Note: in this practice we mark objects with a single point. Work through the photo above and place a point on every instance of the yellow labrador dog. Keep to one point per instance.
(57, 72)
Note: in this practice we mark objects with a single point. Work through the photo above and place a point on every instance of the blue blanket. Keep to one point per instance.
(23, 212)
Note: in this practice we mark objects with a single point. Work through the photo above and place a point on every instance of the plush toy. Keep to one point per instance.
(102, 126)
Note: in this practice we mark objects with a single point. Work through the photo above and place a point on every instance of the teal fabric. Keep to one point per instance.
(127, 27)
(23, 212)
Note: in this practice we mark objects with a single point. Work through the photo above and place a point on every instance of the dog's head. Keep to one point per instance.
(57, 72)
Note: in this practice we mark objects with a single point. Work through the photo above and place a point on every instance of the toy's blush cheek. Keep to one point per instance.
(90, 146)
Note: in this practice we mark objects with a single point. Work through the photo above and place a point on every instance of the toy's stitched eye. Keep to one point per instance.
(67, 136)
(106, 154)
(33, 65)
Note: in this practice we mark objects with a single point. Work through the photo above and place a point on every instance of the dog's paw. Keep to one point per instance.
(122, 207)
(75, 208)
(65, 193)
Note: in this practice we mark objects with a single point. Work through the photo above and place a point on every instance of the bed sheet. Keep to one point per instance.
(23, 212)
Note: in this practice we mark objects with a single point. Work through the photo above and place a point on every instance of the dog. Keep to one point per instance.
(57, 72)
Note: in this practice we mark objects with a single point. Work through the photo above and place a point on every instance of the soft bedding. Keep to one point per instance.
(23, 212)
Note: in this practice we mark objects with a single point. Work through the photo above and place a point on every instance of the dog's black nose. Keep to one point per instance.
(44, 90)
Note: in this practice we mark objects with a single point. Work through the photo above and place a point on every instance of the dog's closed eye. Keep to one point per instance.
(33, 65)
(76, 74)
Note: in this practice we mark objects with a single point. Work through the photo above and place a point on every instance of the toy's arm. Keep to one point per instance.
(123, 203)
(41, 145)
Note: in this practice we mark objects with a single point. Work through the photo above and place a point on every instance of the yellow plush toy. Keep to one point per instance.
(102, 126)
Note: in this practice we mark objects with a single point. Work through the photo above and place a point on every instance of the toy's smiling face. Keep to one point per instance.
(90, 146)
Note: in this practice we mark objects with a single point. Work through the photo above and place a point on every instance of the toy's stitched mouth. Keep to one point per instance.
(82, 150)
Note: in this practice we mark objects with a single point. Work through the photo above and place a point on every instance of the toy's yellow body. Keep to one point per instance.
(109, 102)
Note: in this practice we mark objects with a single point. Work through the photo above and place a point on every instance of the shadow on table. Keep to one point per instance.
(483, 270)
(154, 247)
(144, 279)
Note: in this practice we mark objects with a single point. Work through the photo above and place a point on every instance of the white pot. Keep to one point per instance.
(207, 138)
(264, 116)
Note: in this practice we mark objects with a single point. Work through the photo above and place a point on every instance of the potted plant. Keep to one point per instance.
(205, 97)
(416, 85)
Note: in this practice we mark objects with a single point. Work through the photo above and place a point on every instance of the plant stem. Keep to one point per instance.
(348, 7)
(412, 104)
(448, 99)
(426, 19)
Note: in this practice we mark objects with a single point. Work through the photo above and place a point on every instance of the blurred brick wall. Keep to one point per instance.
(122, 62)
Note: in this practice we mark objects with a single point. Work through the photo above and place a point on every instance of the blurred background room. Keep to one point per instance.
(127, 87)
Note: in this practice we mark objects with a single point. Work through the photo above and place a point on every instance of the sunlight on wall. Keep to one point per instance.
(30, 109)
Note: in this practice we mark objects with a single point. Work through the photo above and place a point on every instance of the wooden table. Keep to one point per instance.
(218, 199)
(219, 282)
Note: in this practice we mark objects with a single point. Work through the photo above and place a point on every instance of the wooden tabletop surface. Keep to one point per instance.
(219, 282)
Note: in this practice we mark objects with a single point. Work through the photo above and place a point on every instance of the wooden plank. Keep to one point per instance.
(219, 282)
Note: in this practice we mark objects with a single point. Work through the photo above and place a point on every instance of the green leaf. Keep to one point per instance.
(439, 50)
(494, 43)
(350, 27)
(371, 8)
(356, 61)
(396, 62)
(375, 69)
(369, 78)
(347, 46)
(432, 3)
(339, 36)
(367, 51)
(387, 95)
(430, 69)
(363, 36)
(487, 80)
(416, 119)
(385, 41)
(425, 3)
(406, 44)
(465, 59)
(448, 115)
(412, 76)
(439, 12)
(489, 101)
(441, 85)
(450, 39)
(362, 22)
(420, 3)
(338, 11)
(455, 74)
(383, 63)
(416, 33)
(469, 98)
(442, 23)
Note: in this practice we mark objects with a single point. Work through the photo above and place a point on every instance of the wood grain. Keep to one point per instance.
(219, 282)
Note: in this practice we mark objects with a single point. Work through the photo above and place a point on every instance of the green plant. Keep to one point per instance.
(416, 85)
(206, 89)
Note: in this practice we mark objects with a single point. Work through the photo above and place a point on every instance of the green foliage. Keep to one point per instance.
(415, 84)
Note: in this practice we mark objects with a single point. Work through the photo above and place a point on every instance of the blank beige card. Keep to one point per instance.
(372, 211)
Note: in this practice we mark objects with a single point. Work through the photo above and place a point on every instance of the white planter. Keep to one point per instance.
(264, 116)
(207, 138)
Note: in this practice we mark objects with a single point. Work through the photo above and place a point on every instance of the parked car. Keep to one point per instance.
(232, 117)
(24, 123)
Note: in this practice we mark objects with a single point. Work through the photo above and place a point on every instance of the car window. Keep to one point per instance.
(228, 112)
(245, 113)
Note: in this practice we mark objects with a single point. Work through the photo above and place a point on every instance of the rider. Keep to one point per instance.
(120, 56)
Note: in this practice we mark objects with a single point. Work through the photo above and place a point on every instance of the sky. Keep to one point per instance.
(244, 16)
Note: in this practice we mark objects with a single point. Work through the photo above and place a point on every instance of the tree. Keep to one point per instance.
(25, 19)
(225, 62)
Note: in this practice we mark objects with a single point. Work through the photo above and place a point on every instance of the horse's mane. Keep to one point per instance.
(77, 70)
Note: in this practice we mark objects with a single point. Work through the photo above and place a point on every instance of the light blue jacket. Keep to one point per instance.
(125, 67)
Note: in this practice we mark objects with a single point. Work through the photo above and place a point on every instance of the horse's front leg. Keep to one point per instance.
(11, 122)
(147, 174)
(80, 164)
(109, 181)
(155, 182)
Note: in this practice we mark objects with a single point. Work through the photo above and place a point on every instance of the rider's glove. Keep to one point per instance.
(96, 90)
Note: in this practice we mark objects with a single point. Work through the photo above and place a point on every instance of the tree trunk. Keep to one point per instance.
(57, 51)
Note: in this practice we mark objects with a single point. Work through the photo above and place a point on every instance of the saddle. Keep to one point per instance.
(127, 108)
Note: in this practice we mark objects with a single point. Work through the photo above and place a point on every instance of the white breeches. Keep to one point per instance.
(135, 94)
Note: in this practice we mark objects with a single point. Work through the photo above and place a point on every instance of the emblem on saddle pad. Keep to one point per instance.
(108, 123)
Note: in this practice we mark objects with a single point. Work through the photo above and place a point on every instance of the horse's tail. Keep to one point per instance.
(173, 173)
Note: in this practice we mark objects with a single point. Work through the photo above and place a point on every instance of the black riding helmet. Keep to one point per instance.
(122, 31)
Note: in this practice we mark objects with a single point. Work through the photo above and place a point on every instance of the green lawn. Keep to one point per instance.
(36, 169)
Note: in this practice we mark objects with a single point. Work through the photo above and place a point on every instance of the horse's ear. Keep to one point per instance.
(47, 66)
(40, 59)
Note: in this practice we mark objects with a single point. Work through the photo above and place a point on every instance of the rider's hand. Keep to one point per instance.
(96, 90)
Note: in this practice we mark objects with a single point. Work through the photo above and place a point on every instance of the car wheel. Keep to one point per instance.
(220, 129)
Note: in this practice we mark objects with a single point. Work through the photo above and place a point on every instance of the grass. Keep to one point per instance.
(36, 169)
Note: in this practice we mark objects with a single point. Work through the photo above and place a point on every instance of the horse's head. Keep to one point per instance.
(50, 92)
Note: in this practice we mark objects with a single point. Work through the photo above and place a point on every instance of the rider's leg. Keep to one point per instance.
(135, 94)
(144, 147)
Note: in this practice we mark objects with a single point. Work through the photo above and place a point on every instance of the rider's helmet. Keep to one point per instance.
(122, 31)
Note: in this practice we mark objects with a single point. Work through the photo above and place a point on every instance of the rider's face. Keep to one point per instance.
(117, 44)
*****
Return exactly the lines from the one containing "horse's head. Keep to one point per instance." through the last line of the records above, both included, and nothing else.

Note: in this practice we mark objects with a single point. Work through the photo above and place a point on every instance of the horse's head. Keep to one point per instance.
(50, 92)
Note: in this practice we mark objects with a single point. Work through the photo above and place a point on every instance of the rider's leg. Keep to one point per instance.
(135, 94)
(144, 147)
Note: in this practice we mark objects with a single point. Work through the photo above and place a point on every instance of the rider's helmet. Keep to one point per instance.
(122, 31)
Note: in this practice we mark objects with a single point. Work through the photo above and place a point on every instance of the rider's face. Keep to one point per instance.
(117, 44)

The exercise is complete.